• _Records_
•••
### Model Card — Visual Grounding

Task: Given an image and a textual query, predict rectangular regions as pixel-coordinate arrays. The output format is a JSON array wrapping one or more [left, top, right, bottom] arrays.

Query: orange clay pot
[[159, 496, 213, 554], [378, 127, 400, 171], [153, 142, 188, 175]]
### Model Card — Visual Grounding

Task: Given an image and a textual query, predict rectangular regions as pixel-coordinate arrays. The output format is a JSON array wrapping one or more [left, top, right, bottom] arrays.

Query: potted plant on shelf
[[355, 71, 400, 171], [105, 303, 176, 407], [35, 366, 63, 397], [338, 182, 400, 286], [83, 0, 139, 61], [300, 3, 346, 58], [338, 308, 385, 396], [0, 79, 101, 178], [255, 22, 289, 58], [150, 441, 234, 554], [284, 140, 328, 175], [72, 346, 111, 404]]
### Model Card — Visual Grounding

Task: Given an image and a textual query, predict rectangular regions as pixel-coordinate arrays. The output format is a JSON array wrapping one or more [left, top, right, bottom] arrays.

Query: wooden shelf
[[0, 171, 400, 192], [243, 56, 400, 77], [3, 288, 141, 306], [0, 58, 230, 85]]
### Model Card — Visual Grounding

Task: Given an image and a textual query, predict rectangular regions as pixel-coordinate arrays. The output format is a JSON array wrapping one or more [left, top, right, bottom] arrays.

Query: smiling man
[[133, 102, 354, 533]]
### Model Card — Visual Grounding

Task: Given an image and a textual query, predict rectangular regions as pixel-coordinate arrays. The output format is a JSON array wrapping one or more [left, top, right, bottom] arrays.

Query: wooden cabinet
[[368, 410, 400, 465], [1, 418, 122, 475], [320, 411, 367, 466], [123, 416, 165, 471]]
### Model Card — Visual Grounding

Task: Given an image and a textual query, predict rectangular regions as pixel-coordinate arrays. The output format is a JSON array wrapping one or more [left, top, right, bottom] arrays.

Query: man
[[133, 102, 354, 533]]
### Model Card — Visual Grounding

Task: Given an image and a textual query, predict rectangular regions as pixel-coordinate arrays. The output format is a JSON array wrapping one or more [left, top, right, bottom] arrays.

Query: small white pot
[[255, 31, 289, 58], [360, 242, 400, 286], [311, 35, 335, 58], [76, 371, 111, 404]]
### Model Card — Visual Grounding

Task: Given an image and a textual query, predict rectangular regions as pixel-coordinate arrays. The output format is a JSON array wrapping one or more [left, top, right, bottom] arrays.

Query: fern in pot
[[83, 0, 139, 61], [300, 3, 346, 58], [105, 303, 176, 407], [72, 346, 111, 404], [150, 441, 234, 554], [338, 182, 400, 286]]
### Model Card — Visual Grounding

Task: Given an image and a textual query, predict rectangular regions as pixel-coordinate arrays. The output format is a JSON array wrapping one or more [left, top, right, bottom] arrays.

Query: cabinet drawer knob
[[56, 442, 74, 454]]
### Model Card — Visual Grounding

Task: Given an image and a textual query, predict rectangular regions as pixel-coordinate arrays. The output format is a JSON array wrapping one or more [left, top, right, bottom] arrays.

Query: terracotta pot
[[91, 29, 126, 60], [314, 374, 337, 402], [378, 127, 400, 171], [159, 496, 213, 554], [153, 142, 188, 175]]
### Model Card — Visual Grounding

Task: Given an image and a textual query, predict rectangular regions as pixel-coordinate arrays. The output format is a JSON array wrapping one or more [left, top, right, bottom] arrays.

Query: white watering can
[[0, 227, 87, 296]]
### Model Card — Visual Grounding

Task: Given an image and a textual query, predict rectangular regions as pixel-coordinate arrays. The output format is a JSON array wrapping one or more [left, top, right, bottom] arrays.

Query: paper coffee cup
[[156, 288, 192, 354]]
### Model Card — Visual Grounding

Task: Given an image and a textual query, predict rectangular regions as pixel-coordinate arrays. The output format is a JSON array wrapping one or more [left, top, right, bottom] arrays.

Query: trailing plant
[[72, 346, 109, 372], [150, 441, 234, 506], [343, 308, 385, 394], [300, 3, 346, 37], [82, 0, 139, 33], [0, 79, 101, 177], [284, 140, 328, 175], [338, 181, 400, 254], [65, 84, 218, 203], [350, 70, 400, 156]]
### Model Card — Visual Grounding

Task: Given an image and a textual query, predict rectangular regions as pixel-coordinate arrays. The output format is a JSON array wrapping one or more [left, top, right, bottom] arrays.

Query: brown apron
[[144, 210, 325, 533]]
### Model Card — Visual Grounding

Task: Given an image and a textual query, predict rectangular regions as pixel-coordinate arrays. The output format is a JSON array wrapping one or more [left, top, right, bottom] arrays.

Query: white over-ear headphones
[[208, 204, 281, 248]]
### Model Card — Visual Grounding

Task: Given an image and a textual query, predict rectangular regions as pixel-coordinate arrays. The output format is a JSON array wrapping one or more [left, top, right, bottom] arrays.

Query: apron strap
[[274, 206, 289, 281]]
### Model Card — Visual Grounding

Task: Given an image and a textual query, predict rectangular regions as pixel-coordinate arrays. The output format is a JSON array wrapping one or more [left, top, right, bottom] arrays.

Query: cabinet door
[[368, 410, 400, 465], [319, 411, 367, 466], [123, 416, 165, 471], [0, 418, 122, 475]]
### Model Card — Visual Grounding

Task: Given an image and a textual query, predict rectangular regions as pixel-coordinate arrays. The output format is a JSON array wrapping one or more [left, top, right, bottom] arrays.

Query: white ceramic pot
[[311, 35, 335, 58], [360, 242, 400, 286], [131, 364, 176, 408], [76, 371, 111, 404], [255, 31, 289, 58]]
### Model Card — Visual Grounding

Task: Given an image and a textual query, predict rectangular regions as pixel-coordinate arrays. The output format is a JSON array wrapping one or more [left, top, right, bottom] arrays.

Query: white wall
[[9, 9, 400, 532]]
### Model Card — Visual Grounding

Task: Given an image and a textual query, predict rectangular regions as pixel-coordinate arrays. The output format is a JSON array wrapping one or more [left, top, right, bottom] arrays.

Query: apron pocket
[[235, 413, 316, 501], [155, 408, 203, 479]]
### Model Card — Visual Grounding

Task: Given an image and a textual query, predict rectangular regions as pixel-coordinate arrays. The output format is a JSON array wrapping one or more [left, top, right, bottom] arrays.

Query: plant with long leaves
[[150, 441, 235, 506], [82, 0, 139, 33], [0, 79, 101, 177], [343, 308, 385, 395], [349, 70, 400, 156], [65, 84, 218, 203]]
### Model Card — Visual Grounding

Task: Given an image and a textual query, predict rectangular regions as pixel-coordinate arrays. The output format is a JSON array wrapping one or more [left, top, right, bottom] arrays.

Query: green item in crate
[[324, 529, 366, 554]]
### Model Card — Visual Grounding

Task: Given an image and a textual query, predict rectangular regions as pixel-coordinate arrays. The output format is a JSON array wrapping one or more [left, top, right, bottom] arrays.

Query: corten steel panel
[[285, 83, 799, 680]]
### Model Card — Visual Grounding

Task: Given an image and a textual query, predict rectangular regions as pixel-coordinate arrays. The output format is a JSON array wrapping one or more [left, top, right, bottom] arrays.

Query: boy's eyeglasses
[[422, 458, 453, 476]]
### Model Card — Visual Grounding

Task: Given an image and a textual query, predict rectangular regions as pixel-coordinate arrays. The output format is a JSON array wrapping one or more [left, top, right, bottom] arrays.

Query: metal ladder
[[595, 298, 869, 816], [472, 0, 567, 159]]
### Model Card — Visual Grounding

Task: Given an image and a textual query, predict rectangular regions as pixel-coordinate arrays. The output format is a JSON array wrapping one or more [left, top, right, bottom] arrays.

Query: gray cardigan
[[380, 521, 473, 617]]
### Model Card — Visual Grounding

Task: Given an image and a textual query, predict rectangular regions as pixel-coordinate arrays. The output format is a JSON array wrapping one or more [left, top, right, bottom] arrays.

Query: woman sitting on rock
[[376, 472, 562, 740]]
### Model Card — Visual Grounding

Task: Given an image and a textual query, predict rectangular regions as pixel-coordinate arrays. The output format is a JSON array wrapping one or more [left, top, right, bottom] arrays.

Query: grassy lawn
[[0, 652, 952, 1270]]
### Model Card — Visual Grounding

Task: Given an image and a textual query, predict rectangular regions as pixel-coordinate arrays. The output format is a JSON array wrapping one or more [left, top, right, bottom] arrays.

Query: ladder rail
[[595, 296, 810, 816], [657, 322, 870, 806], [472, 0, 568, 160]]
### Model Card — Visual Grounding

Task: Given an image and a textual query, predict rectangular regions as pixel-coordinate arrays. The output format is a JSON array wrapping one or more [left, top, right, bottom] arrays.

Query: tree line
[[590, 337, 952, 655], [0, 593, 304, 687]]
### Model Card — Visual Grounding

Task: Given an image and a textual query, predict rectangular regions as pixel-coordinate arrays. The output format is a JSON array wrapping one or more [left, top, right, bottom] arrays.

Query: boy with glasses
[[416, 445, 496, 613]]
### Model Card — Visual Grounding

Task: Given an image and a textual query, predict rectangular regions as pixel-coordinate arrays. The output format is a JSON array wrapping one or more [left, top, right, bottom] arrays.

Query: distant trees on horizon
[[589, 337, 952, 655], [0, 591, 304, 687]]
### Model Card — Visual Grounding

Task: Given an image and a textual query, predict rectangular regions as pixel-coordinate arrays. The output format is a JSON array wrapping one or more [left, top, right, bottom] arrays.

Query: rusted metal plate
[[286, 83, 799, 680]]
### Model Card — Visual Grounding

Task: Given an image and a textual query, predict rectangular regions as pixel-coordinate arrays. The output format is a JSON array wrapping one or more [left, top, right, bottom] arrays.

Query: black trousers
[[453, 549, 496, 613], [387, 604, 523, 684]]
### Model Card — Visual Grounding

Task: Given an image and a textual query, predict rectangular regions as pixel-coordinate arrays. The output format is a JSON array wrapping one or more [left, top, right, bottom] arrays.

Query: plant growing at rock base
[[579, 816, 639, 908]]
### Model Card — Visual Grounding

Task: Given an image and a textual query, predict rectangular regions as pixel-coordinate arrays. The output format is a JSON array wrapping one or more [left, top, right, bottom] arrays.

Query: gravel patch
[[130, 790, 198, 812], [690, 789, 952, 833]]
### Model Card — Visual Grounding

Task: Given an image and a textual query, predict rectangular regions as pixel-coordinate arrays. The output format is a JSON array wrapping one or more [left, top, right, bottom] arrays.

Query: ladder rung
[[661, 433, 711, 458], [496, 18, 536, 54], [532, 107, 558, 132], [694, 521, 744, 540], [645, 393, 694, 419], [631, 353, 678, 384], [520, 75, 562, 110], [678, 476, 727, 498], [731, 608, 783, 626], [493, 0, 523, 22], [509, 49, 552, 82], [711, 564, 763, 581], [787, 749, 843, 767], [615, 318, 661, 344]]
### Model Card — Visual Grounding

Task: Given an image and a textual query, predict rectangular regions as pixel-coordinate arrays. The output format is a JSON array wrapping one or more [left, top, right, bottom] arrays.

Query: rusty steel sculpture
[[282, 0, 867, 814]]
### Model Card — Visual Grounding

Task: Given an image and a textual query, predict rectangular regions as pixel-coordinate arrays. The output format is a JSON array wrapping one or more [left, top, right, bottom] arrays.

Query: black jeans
•••
• _Instruction_
Count the lines in the rows above that contain the string "ladder", and give only that number.

• _Final result_
3